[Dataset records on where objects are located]
* * * * *
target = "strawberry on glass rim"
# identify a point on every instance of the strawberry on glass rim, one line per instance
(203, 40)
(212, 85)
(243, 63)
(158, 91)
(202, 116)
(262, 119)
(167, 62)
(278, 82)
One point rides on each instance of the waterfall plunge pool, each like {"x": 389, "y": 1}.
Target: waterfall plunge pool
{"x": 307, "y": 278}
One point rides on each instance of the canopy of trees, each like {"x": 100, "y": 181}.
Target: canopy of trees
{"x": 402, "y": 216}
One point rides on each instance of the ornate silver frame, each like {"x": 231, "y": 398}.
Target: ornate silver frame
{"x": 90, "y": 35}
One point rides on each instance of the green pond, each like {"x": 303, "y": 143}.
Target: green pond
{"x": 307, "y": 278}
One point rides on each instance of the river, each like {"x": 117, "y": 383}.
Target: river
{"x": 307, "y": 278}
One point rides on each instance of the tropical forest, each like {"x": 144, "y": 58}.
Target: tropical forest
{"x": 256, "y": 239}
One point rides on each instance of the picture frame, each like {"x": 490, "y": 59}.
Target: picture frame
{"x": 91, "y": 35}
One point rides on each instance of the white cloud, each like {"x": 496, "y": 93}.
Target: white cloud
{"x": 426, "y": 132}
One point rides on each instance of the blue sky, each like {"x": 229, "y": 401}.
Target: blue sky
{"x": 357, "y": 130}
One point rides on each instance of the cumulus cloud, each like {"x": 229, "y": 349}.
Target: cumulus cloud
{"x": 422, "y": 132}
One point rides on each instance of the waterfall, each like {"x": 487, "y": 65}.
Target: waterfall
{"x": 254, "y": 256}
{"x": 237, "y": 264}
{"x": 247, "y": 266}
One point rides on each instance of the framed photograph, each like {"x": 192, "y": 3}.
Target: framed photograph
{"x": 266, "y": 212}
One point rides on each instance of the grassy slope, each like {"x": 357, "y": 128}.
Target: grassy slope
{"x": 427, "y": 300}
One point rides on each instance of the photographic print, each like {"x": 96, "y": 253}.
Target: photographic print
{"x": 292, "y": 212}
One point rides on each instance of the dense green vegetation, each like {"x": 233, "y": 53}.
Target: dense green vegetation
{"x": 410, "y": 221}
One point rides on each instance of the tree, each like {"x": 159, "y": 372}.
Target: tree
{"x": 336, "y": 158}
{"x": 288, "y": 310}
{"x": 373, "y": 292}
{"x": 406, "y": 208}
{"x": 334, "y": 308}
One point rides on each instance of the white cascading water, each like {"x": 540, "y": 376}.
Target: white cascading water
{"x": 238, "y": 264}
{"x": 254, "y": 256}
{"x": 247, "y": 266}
* * * * *
#### [Directions]
Write out all of the records again, swapping "rides on" for "sits on" wherever it appears and leaving every other part unchanged.

#### [Result of the exercise]
target = "strawberry on glass rim"
# identify a point on every instance of the strawberry on glass rim, one line per instance
(203, 40)
(212, 85)
(243, 63)
(158, 91)
(202, 116)
(262, 119)
(167, 62)
(278, 82)
One point sits on each instance of the waterfall plunge pool, each like {"x": 389, "y": 1}.
Target: waterfall plunge pool
{"x": 307, "y": 278}
One point sits on each instance of the canopy of trees, each like {"x": 100, "y": 181}.
Target: canopy of trees
{"x": 402, "y": 216}
One point sits on each instance of the ornate silver frame, each like {"x": 231, "y": 398}.
Target: ornate silver frame
{"x": 90, "y": 35}
One point sits on each instance of the green pond, each like {"x": 303, "y": 143}.
Target: green pond
{"x": 307, "y": 278}
One point sits on each instance of the river, each like {"x": 117, "y": 383}.
Target: river
{"x": 307, "y": 278}
One point sits on each instance of the tropical forest, each like {"x": 144, "y": 58}.
Target: tropical forest
{"x": 256, "y": 239}
One point sits on each instance of the picture frame, each like {"x": 490, "y": 59}.
Target: picture frame
{"x": 91, "y": 35}
One point sits on each instance of the white cloud, each like {"x": 496, "y": 93}.
Target: white cloud
{"x": 426, "y": 132}
One point sits on each instance of the blue sky, each like {"x": 229, "y": 401}.
Target: blue sky
{"x": 357, "y": 130}
One point sits on each instance of the cumulus cloud, each like {"x": 229, "y": 349}.
Target: cumulus cloud
{"x": 422, "y": 132}
One point sits on each instance of the waterfall, each like {"x": 487, "y": 65}.
Target: waterfall
{"x": 254, "y": 256}
{"x": 237, "y": 264}
{"x": 247, "y": 266}
One point sits on each instance of the framed photograph, each like {"x": 192, "y": 3}.
Target: framed photograph
{"x": 266, "y": 212}
One point sits on each instance of the grassy slope, each like {"x": 357, "y": 128}.
Target: grassy slope
{"x": 427, "y": 300}
One point sits on each instance of the photographic print, each like {"x": 96, "y": 253}.
Target: photographic print
{"x": 292, "y": 212}
One point sits on each instance of the dense green vegetation, each like {"x": 233, "y": 53}.
Target: dense green vegetation
{"x": 410, "y": 221}
One point sits on each instance of the tree, each like {"x": 159, "y": 372}.
Target: tree
{"x": 336, "y": 158}
{"x": 288, "y": 310}
{"x": 373, "y": 292}
{"x": 406, "y": 208}
{"x": 334, "y": 308}
One point sits on each instance of the white cascading water, each like {"x": 540, "y": 376}.
Target: white cascading water
{"x": 238, "y": 264}
{"x": 254, "y": 256}
{"x": 247, "y": 266}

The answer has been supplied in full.